* Set of tasks
a - Which people does the statement on the Harris County grand jury decision name? List every one.
b - In the statement on the Harris County grand jury decision, why does Lauren Bonds say the greater Houston community is not safe?
c - Write the next part of the statement on the Harris County grand jury decision, starting after its final sentence.

A grand jury convened by the Harris County District Attorney today failed to return indictments against Harris County Sheriff’s Deputies for their roles in the 2025 killing of Alexis Jovany Cardenas.
NPAP Executive Director Lauren Bonds responded: “Deputies at the Harris County Jail turned old traffic tickets into a death sentence for our client, Alexis Jovany Cardenas, who should never have been there in the first place. The grand jury’s refusal to issue indictments does not exonerate the officers, the Sheriff’s Department, or the jail. It is, itself, an indictment of our system. A system that believes law enforcement officers can do no wrong, and that every person killed by the police deserved it. The Harris County Jail is notorious for systemic violence and in-custody deaths. Sheriff Ed Gonzalez has known about these problems for years, and covered them up instead of fixing them. The greater Houston community is simply not safe when officers of the law are allowed to kill us with impunity.”

* Data provided
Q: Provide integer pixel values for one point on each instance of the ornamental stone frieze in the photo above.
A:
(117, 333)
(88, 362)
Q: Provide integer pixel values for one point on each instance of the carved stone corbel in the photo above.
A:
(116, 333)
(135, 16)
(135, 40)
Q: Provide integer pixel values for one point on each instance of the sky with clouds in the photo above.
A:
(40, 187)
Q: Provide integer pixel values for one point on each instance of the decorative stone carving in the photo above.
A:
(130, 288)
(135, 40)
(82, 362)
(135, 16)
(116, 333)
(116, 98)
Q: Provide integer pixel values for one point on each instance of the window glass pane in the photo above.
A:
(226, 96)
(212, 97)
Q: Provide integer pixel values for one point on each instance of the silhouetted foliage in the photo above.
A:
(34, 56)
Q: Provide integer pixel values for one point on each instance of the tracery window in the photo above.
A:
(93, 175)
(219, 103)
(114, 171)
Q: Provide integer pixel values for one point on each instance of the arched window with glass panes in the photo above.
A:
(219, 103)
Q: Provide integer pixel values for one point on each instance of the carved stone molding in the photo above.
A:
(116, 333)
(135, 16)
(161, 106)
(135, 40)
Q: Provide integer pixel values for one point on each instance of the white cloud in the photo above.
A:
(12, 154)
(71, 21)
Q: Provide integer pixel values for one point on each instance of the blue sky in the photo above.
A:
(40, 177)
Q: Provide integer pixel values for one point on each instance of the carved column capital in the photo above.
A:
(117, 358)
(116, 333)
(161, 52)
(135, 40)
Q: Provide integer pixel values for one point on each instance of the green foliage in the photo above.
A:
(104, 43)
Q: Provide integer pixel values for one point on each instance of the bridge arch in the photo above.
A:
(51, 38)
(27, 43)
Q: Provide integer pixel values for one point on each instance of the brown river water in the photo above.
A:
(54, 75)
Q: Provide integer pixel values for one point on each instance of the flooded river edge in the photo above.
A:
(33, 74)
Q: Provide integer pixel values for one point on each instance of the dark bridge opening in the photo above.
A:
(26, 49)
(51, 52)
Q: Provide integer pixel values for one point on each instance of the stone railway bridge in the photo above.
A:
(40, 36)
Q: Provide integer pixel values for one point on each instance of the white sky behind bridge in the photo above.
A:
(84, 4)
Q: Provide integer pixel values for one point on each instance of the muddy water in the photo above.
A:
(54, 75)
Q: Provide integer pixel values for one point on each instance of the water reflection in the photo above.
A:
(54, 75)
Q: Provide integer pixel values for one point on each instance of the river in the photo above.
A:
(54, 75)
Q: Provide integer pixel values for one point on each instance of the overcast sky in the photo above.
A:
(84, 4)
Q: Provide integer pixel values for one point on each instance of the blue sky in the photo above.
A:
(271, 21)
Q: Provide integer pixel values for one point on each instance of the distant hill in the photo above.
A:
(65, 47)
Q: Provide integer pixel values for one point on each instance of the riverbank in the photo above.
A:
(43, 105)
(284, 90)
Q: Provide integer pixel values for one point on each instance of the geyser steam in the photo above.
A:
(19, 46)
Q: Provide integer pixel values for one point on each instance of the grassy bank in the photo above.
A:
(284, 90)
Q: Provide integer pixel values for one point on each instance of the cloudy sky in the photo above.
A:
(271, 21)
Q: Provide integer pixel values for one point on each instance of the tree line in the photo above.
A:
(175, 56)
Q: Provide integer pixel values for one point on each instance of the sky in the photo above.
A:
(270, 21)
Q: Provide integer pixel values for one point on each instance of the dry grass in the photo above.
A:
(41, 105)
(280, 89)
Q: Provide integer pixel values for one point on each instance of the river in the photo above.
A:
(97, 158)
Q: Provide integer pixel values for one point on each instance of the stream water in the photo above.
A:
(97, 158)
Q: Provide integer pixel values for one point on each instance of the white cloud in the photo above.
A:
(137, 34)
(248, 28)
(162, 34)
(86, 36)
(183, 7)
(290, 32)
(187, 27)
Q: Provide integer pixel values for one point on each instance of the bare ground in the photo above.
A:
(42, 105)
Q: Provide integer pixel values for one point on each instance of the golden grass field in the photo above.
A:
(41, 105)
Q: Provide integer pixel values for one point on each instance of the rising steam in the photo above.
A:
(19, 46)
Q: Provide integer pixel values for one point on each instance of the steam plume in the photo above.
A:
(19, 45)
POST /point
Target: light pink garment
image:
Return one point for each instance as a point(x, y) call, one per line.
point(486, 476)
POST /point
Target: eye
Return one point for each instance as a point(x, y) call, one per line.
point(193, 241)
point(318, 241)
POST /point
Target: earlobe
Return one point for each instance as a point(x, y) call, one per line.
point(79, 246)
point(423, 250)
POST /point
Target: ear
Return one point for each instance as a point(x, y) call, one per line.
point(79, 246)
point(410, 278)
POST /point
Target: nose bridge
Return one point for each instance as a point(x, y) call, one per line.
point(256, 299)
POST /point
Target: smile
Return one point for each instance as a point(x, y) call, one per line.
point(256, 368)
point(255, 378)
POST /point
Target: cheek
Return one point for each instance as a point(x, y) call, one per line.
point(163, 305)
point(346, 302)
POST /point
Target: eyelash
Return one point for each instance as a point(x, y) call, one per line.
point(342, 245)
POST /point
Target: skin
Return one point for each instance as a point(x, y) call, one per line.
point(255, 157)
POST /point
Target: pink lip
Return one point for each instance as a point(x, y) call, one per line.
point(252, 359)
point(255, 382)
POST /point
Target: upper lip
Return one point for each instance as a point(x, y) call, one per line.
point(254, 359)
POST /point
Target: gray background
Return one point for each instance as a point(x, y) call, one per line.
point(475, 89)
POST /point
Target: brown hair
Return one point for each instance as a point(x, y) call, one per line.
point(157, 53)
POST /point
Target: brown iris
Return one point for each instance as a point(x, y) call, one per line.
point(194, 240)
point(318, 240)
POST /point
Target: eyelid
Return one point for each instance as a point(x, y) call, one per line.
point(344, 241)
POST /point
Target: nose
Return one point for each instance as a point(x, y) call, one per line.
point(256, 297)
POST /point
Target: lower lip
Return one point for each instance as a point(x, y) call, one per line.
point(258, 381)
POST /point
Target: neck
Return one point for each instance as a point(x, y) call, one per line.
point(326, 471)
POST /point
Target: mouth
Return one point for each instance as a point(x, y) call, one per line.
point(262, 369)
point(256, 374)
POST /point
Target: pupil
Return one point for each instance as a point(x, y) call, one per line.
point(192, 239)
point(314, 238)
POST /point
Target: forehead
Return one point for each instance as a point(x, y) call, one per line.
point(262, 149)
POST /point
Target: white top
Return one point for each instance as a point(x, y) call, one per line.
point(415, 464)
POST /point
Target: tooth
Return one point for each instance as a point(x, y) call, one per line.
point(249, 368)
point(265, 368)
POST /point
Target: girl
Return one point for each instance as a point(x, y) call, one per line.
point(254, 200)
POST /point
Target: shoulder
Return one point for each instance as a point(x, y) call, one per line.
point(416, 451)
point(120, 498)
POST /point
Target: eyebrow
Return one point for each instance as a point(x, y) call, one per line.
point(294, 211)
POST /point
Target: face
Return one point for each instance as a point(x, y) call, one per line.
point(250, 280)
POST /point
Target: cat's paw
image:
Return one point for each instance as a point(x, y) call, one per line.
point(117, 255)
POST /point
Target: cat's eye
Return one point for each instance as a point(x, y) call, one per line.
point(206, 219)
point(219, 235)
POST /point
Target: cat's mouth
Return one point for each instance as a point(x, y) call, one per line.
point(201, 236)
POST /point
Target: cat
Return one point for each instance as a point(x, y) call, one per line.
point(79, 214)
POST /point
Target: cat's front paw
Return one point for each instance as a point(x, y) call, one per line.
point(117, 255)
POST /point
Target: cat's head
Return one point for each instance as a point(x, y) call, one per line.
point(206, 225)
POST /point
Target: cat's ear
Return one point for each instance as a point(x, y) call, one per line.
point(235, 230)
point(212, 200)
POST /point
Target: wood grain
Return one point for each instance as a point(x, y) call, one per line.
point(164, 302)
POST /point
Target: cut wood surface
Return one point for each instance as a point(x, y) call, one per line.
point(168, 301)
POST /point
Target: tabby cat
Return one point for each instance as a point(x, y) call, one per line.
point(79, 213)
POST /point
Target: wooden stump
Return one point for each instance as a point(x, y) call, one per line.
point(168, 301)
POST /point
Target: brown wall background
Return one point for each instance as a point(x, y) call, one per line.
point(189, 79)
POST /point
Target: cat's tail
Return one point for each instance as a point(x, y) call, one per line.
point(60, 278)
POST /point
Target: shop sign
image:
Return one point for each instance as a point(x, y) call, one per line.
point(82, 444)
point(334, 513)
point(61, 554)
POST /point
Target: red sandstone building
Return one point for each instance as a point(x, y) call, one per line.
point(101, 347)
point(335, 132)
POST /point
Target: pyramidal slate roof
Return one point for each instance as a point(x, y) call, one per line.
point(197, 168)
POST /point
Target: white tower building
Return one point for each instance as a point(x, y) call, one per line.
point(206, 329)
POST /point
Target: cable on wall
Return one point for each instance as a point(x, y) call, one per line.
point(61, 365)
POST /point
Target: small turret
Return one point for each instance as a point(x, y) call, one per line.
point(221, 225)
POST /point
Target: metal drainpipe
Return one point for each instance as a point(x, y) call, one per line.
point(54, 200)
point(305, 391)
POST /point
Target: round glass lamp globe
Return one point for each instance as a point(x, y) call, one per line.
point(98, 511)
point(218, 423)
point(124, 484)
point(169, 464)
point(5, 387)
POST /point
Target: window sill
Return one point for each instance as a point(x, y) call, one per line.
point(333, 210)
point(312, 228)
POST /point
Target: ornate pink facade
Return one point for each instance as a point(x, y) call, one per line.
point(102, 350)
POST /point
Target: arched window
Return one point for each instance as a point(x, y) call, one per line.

* Answers
a - Alexis Jovany Cardenas, Lauren Bonds, Ed Gonzalez

b - She says the community is not safe because officers of the law are allowed to kill people with impunity.

c -
She continued, “Alexis Jovany Cardenas was a son, father, husband, and friend. He didn’t lose his humanity when he was arrested. He didn’t lose his humanity when he told police he couldn’t be released at 1AM with a dead phone. He wanted to live. The officers who killed him and Sheriff Gonzalez — who has repeatedly minimized, covered up, and excused this behavior — must be held accountable. We are moving forward with our civil case and will keep fighting until Mr. Cardenas, his family, and the residents of Harris County achieve transparency and a measure of justice, and the deaths at the Harris County Jail end.”
About the Case, Cardenas et. al. v. Harris County, Texas et. al.
On July 6, 2025, Alexis Jovany Cardenas was arrested on a decade-old municipal warrant for unpaid traffic tickets. Although his charges were dismissed shortly after being booked, he was not released until after midnight on July 8 — nearly 17 hours later. In damning video footage released by the Harris County Sheriff’s Office (HCSO), Mr. Cardenas is shown trying to explain to two officers that he cannot leave the jail in the middle of the night without a working cellphone, or plan to get home safely. In response, the two officers assaulted Mr. Cardenas, and were joined by several more, who are shown throwing him to the ground and pinning him to the floor, face-down. Officers restrained Mr. Cardenas for over 7 minutes — long after he had stopped breathing.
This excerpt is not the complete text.